A las 22:45 Francia logra su último gol, gana a Alemania por dos a cero y quedan pocos minutos para el final del encuentro. De golpe, la voz del comentarista se quiebra: anuncia ataques en París, promete más detalles y, en shock, prosigue el relato del partido. Los que cambian de canal se encuentran con transmisiones en vivo que hablan de balaceras en los barrios X y XI de París, de una toma de rehenes en la famosa sala de conciertos Bataclan, de tres explosiones kamikaze en el Stade France, de 18 muertos. Los celulares comienzan a vibrar, llegan los mensajes de textos, de Whatsapp, de Facebook: así se descubre que amigos están encerrados en bares aledaños a las balaceras, sin poder moverse, sin saber qué hacer; nadie entiende bien lo que pasa y las noticias en la prensa son confusas.

• • •

*TAREAS DEL EJERCICIO:*
**1)** Responde a estas preguntas sobre el texto de los ataques en París:
(a) ¿A qué hora logra Francia su último gol?
(b) ¿Cuántas explosiones kamikaze se mencionan en el Stade France?
(c) ¿Por qué medios llegan los mensajes a los celulares?
**2)** Duplica tal cual el fragmento del texto sobre los ataques en París que se abre con las palabras que contienen "A las 22:45" y se cierra con "prensa son confusas.".
**3)** ¿Cómo sigue el relato? Redacta la parte siguiente del texto sobre los ataques en París a partir de su última oración.

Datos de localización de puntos
• • •

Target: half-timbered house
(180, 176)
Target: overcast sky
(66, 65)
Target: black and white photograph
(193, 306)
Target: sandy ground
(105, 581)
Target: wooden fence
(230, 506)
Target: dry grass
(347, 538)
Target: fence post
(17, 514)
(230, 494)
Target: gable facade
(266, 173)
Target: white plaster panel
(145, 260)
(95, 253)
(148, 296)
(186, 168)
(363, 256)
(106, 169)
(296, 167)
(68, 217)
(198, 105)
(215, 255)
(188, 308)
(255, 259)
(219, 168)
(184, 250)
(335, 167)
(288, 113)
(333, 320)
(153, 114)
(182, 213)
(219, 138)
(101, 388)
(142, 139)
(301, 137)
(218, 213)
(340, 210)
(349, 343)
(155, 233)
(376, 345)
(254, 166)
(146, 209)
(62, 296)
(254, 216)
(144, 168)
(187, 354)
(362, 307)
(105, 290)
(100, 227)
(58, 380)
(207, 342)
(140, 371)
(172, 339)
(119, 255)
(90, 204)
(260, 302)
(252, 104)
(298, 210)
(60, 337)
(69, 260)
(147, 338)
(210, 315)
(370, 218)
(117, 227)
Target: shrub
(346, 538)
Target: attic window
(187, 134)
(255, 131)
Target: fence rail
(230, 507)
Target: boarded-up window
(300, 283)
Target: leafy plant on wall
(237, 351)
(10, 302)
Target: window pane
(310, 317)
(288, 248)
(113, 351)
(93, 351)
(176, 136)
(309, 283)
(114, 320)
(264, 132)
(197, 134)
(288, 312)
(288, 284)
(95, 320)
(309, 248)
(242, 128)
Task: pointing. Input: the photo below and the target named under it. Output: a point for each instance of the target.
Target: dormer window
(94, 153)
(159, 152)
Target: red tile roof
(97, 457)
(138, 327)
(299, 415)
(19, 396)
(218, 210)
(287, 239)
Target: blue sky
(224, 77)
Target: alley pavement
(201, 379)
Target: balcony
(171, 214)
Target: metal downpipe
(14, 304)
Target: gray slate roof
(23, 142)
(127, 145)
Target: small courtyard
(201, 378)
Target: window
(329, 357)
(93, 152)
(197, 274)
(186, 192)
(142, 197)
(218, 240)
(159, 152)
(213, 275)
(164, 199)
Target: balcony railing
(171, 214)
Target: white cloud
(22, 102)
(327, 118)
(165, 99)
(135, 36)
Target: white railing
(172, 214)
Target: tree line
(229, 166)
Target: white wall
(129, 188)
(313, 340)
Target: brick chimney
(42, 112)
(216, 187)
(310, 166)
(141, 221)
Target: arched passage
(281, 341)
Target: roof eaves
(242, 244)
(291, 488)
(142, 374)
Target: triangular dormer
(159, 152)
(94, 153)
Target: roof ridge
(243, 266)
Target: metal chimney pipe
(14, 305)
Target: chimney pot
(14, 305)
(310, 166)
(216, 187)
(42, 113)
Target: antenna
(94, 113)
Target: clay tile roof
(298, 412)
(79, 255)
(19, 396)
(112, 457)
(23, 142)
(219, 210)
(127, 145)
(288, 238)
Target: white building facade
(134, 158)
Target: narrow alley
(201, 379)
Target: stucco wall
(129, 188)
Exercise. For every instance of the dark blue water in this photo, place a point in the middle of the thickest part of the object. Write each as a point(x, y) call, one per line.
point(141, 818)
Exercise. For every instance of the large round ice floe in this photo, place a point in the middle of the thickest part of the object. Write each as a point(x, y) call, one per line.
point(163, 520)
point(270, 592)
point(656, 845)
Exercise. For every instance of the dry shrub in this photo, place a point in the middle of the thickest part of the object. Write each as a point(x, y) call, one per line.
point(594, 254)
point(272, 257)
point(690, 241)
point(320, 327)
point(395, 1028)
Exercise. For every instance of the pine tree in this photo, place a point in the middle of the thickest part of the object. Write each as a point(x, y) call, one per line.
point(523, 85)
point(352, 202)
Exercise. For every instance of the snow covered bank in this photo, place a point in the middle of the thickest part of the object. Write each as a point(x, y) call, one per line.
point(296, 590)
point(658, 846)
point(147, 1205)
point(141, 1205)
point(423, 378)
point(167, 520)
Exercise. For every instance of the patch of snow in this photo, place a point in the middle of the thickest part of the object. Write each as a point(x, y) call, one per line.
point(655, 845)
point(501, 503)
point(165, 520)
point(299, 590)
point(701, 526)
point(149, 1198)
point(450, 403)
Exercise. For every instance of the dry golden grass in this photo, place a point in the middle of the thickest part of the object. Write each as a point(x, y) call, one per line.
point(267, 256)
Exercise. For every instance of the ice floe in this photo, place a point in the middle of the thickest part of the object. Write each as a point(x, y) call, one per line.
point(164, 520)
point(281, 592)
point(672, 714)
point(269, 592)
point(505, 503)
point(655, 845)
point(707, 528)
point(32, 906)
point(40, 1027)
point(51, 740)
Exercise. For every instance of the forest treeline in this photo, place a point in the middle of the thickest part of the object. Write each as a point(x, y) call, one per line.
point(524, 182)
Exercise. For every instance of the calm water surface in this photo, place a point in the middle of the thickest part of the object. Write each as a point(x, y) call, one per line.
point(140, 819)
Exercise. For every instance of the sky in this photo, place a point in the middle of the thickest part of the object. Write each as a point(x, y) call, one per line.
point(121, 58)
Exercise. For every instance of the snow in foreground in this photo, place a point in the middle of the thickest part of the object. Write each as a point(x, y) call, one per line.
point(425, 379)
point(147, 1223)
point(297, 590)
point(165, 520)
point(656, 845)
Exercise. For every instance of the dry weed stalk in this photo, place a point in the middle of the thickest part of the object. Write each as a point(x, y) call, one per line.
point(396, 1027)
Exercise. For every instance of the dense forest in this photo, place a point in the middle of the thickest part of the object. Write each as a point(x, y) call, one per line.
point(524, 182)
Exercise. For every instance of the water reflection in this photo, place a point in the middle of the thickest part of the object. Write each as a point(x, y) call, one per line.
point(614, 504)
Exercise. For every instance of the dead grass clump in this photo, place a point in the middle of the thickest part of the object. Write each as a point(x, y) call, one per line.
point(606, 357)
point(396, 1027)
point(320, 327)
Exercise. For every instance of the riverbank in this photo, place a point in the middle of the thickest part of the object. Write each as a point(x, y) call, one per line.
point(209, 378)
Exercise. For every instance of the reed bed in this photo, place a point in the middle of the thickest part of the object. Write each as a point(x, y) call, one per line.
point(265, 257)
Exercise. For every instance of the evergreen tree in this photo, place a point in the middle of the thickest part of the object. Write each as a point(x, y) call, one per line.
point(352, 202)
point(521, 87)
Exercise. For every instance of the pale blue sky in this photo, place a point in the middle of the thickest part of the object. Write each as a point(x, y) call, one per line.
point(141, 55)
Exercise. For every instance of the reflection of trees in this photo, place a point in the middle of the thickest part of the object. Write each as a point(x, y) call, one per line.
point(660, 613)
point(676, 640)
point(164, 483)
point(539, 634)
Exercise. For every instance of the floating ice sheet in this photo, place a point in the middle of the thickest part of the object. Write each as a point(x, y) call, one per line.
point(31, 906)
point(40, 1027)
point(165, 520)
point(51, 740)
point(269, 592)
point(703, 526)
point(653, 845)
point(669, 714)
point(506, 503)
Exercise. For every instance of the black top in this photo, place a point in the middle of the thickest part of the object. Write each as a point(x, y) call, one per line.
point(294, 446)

• • •

*RESPUESTAS:*
**1)**
(a) A las 22:45.
(b) Tres.
(c) Mensajes de texto, Whatsapp y Facebook.

**2)**
A las 22:45 Francia logra su último gol, gana a Alemania por dos a cero y quedan pocos minutos para el final del encuentro. De golpe, la voz del comentarista se quiebra: anuncia ataques en París, promete más detalles y, en shock, prosigue el relato del partido. Los que cambian de canal se encuentran con transmisiones en vivo que hablan de balaceras en los barrios X y XI de París, de una toma de rehenes en la famosa sala de conciertos Bataclan, de tres explosiones kamikaze en el Stade France, de 18 muertos. Los celulares comienzan a vibrar, llegan los mensajes de textos, de Whatsapp, de Facebook: así se descubre que amigos están encerrados en bares aledaños a las balaceras, sin poder moverse, sin saber qué hacer; nadie entiende bien lo que pasa y las noticias en la prensa son confusas.

**3)**
La televisión se mira en silencio, muchos de los que están frente a la pantalla estuvieron ahí horas antes, trabajan en esos barrios, frecuentan los bares masacrados, pasean por sus calles como en Chile se pasea por Lastarria: bullicio de zona céntrica, picadas y restaurantes chic revueltos, cafés, almacenes populares y tiendas hipsters. De noche, vida social, bares desbordados, diversión nocturna. Puede haber algún simbolismo demente en el atentado del Stade de France —Francia y Alemania son el corazón de la Unión Europea— o en las matanzas en el sector de République —donde comenzó la marcha multitudinaria del 11 de enero luego de los ataques a Charlie Hebdo—, pero ¿tomar rehenes en un concierto de hard rock californiano y acribillar bares un viernes en la noche?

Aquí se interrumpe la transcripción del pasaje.